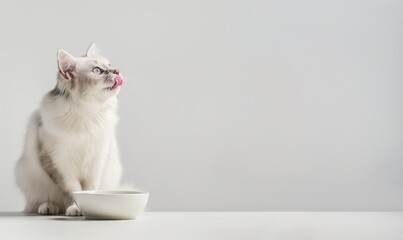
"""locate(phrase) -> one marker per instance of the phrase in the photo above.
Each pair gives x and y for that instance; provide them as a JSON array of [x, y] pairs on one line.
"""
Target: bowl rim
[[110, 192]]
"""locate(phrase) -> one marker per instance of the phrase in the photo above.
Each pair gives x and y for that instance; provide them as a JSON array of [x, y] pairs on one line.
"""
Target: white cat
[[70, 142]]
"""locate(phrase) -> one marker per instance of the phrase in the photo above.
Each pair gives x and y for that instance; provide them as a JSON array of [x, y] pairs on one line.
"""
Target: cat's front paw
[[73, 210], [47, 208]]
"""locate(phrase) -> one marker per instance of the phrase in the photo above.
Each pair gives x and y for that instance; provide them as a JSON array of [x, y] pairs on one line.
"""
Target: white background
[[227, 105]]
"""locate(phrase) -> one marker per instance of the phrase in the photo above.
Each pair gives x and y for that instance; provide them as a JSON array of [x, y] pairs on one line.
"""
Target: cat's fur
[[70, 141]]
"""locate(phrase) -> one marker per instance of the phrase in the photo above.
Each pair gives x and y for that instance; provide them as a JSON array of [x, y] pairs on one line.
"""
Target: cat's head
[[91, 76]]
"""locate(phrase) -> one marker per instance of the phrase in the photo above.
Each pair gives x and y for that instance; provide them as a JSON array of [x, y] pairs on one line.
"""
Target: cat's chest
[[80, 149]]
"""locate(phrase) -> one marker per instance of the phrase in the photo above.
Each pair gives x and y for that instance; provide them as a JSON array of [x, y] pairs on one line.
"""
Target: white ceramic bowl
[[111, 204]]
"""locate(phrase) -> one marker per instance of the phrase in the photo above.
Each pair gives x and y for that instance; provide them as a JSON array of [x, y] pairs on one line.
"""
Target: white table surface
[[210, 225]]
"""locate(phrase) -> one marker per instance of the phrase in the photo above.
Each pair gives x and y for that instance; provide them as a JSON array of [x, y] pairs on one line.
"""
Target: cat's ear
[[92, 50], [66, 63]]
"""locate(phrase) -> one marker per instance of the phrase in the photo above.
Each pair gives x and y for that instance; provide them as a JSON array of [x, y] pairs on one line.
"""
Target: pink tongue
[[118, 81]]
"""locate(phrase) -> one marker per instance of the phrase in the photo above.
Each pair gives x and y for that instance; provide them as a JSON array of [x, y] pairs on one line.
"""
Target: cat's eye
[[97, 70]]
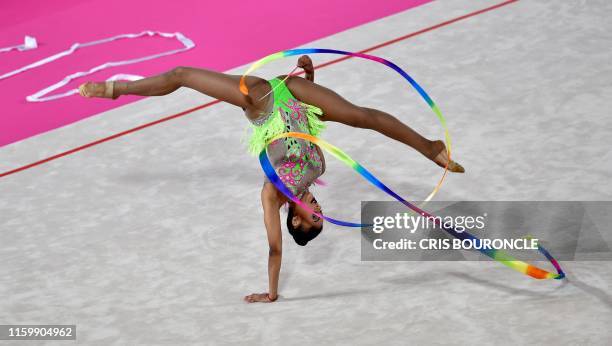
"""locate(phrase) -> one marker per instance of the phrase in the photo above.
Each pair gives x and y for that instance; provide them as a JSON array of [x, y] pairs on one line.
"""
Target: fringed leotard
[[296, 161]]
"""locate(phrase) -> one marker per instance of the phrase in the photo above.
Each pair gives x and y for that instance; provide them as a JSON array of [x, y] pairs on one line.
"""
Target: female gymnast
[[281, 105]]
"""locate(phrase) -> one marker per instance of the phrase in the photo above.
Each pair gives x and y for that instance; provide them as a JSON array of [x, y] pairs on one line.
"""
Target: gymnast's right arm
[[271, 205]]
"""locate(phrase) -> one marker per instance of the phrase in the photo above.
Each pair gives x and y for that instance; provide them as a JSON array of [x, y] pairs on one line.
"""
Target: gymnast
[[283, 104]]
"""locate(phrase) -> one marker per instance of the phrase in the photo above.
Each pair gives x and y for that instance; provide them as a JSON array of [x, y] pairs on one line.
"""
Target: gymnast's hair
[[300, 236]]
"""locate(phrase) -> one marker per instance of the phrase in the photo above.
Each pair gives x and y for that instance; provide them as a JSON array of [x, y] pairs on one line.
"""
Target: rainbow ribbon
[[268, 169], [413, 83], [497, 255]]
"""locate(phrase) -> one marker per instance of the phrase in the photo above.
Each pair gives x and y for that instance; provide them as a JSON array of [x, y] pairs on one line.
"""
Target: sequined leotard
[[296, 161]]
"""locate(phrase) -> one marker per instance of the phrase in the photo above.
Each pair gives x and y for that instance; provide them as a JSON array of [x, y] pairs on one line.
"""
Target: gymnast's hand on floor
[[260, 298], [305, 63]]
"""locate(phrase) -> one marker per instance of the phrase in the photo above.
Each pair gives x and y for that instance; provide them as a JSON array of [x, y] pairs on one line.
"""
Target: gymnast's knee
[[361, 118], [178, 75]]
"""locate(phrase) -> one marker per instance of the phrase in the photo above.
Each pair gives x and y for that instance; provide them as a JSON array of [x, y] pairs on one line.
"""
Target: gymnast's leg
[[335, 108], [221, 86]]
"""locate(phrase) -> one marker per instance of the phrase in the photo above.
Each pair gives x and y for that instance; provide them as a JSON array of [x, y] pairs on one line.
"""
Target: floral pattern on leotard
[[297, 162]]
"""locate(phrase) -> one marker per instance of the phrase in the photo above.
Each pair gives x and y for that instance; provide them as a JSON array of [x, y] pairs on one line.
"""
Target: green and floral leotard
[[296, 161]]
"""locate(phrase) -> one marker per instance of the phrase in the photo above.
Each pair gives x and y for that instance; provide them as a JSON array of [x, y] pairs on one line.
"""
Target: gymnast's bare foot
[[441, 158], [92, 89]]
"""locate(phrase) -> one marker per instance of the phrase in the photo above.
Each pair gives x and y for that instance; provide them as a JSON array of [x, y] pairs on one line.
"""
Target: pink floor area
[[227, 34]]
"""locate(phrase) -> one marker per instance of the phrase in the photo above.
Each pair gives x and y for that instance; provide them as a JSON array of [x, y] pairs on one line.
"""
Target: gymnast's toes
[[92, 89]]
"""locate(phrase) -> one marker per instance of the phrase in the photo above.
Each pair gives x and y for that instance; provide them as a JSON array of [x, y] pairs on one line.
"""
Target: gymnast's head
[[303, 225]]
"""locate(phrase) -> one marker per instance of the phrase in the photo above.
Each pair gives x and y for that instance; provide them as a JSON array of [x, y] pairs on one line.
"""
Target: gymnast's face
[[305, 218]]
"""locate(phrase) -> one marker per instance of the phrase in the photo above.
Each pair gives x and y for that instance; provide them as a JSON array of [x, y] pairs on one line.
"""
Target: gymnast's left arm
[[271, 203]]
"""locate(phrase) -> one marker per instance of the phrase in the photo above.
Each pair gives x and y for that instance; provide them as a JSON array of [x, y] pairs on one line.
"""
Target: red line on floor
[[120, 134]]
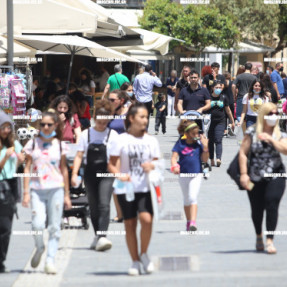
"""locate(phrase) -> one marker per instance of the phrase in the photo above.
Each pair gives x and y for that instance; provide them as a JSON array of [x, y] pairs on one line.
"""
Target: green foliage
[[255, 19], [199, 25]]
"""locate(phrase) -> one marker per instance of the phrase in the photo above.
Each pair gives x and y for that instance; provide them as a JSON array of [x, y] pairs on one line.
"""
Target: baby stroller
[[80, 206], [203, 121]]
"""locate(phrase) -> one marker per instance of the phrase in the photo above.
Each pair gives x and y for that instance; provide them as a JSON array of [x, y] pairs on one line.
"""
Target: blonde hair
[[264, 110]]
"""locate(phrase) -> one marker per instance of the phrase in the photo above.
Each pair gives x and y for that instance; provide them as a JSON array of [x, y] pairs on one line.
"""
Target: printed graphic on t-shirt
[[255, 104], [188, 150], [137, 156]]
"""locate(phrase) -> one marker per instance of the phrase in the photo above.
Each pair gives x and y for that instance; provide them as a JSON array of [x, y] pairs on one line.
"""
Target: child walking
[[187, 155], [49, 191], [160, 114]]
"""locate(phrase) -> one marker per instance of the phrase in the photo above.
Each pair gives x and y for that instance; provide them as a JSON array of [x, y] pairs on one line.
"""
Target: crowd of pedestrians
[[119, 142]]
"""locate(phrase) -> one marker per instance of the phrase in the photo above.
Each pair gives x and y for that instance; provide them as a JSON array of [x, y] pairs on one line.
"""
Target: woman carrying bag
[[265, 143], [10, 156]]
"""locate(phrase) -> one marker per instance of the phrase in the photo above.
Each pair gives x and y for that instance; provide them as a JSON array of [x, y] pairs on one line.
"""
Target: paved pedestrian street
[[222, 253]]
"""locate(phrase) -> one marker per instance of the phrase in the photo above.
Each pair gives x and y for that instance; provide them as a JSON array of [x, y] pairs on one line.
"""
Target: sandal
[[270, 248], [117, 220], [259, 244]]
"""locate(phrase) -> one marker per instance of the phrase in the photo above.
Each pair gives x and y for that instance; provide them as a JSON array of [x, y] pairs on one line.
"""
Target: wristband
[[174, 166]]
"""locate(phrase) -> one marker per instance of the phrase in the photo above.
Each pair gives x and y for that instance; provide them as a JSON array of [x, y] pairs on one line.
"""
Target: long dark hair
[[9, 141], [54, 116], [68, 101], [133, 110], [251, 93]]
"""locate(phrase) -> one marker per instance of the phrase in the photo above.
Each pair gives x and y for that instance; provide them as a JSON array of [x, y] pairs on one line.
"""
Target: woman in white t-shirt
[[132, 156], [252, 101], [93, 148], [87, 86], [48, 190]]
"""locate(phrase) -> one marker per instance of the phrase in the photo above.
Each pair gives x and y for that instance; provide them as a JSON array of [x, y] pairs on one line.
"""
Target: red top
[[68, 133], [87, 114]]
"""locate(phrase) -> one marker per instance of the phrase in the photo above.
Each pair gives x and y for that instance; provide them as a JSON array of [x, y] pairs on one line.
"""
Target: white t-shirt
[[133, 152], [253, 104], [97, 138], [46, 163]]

---------------

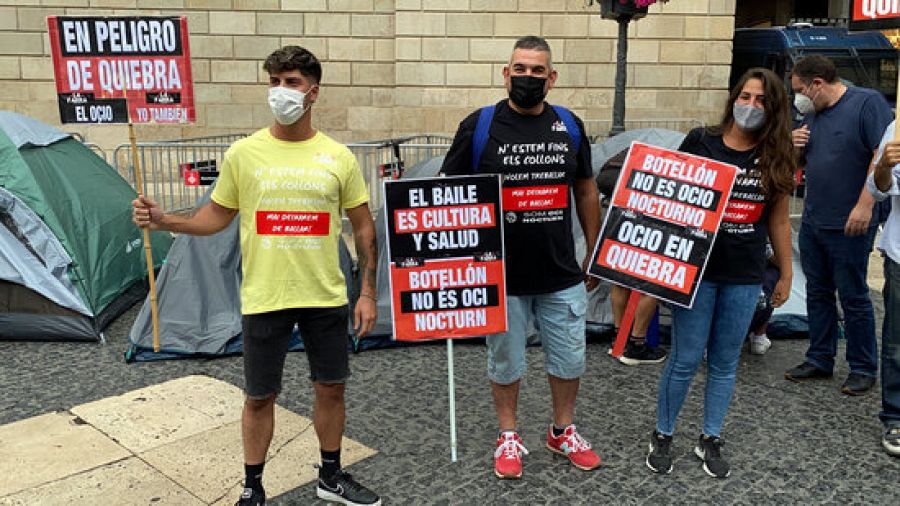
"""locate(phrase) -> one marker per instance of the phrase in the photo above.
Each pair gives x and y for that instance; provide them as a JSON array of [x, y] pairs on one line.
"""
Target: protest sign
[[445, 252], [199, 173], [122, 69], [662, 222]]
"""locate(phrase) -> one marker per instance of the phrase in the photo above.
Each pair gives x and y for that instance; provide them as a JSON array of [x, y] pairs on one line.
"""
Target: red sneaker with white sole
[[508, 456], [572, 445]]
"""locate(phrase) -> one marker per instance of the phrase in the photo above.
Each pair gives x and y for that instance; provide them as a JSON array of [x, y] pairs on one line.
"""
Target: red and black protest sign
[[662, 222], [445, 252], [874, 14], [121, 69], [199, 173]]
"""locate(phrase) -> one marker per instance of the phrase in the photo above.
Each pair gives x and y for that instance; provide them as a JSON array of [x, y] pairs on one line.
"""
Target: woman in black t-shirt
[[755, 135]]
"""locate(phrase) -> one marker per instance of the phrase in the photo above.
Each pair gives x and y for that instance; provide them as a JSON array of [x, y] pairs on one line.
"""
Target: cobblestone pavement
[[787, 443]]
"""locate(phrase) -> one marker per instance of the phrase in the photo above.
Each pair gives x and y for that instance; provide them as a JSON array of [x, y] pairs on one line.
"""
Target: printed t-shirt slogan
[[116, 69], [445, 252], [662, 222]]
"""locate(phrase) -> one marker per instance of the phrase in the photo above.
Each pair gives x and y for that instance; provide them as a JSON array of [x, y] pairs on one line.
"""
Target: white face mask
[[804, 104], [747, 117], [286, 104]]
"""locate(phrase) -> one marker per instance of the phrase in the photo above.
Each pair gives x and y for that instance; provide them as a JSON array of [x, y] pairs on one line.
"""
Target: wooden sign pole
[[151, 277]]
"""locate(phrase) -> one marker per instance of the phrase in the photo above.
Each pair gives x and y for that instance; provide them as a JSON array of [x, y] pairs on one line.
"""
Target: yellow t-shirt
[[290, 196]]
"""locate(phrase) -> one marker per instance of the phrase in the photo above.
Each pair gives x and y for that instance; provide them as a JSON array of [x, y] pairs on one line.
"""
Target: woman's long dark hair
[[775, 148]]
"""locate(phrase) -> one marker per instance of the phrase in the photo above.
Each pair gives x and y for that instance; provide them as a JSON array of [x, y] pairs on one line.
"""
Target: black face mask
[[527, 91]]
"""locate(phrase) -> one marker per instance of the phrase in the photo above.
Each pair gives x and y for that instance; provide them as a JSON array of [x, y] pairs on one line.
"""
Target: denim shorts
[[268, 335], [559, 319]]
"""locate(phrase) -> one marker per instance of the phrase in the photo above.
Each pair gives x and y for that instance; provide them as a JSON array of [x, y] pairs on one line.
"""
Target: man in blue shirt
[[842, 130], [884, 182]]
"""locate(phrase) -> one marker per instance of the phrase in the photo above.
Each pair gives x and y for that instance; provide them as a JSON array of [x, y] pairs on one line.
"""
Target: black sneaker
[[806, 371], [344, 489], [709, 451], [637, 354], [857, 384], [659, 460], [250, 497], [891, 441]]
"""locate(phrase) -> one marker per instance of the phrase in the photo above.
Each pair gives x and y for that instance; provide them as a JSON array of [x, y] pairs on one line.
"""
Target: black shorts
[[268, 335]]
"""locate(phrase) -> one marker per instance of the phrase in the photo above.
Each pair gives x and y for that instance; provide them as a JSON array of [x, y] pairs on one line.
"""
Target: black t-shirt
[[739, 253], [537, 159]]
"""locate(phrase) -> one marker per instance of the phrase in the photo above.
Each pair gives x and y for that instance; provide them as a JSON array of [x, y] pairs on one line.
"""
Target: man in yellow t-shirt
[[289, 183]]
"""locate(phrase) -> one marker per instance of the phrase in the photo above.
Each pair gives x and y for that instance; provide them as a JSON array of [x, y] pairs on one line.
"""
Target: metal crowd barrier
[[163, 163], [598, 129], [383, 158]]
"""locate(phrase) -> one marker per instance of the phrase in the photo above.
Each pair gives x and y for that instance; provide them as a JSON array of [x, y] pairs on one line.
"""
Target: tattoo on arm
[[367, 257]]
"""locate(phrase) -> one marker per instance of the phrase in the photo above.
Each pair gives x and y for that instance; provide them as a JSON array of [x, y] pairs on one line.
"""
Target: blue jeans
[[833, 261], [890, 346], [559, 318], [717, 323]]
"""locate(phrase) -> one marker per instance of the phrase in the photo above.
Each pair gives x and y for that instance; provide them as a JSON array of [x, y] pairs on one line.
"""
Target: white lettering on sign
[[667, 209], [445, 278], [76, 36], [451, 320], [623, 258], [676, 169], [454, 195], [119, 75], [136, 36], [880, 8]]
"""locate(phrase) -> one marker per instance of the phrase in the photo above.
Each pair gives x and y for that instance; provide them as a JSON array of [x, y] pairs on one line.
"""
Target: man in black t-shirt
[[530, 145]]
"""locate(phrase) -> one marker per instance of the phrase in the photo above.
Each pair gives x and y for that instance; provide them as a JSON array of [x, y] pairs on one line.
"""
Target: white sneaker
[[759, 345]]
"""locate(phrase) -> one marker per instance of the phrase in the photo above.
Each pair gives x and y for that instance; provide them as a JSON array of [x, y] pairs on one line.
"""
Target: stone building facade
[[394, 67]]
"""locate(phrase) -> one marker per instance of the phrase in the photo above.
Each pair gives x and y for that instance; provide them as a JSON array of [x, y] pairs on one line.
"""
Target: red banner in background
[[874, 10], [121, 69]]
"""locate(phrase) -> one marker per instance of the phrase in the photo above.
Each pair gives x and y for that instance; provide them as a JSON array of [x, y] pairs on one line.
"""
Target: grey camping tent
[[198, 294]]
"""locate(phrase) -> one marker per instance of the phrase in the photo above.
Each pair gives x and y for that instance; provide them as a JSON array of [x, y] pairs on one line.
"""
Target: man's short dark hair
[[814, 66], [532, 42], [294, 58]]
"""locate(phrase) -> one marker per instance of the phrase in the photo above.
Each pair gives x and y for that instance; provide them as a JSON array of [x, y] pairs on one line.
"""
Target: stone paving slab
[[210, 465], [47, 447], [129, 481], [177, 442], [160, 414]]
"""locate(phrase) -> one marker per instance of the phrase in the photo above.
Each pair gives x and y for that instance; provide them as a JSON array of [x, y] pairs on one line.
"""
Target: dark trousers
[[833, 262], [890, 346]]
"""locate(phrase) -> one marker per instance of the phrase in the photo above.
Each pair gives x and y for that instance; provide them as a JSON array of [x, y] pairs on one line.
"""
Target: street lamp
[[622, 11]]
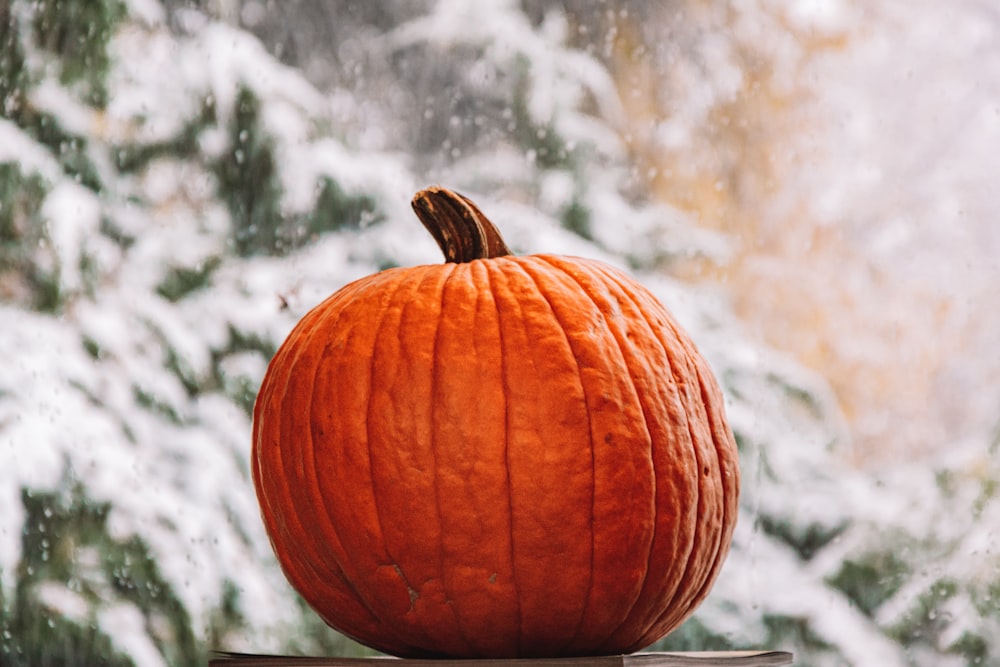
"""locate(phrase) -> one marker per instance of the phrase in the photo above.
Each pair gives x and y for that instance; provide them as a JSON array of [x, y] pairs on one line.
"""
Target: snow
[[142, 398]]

---------------

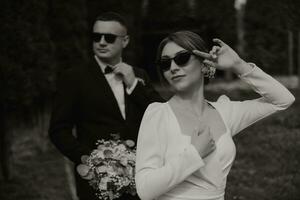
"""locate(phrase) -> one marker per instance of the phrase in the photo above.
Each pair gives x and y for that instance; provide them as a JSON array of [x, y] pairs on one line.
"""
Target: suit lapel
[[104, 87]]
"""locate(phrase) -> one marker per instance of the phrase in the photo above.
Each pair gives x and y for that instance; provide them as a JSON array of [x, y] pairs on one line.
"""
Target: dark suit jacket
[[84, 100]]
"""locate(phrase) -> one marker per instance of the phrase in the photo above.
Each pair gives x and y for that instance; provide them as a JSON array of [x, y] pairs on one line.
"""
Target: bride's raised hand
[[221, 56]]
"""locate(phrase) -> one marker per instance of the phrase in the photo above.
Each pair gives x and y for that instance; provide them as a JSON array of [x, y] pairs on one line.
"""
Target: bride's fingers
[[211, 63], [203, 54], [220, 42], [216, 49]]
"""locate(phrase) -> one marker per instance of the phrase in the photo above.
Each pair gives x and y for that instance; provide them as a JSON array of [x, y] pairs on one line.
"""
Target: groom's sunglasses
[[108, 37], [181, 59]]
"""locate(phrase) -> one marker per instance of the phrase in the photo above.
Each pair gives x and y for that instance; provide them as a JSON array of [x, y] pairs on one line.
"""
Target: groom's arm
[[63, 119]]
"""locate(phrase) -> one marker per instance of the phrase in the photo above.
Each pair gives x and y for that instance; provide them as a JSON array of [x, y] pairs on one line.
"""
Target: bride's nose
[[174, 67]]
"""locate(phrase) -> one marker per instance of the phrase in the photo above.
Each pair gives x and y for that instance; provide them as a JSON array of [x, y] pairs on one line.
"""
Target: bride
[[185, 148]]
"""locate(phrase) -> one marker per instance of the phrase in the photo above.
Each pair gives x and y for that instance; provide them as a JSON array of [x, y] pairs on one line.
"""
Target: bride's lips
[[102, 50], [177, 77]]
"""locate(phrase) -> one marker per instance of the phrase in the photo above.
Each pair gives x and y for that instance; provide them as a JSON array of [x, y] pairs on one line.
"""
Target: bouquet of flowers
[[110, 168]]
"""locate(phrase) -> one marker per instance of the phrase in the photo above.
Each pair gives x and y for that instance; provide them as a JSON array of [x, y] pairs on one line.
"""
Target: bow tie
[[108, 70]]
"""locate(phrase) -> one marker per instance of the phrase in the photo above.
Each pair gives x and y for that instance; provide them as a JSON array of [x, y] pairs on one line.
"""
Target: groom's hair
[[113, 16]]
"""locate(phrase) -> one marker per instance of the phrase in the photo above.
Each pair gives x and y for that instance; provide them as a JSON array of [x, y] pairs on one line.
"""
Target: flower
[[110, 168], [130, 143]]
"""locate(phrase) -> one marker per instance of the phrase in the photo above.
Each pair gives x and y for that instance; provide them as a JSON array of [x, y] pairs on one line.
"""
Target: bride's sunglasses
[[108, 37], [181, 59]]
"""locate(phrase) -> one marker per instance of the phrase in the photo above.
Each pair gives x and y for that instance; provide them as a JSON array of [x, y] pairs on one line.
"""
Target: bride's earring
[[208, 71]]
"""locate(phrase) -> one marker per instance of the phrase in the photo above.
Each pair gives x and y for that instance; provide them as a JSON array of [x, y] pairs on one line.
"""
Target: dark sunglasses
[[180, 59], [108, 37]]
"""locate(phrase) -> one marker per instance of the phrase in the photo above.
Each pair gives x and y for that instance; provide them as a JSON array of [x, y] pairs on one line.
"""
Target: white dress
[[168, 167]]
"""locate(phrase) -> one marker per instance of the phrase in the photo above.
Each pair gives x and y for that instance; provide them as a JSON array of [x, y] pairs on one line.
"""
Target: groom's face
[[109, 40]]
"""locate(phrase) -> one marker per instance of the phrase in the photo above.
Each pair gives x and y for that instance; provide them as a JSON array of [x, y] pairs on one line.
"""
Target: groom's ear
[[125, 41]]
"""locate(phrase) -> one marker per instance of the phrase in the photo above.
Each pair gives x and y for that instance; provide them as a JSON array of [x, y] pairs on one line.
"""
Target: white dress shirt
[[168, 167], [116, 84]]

---------------

▶ [Direction]:
Copy every line of the material above that contains the word "floral". Match case.

▶ [Worked solution]:
Target: floral pattern on leotard
Target: green and floral leotard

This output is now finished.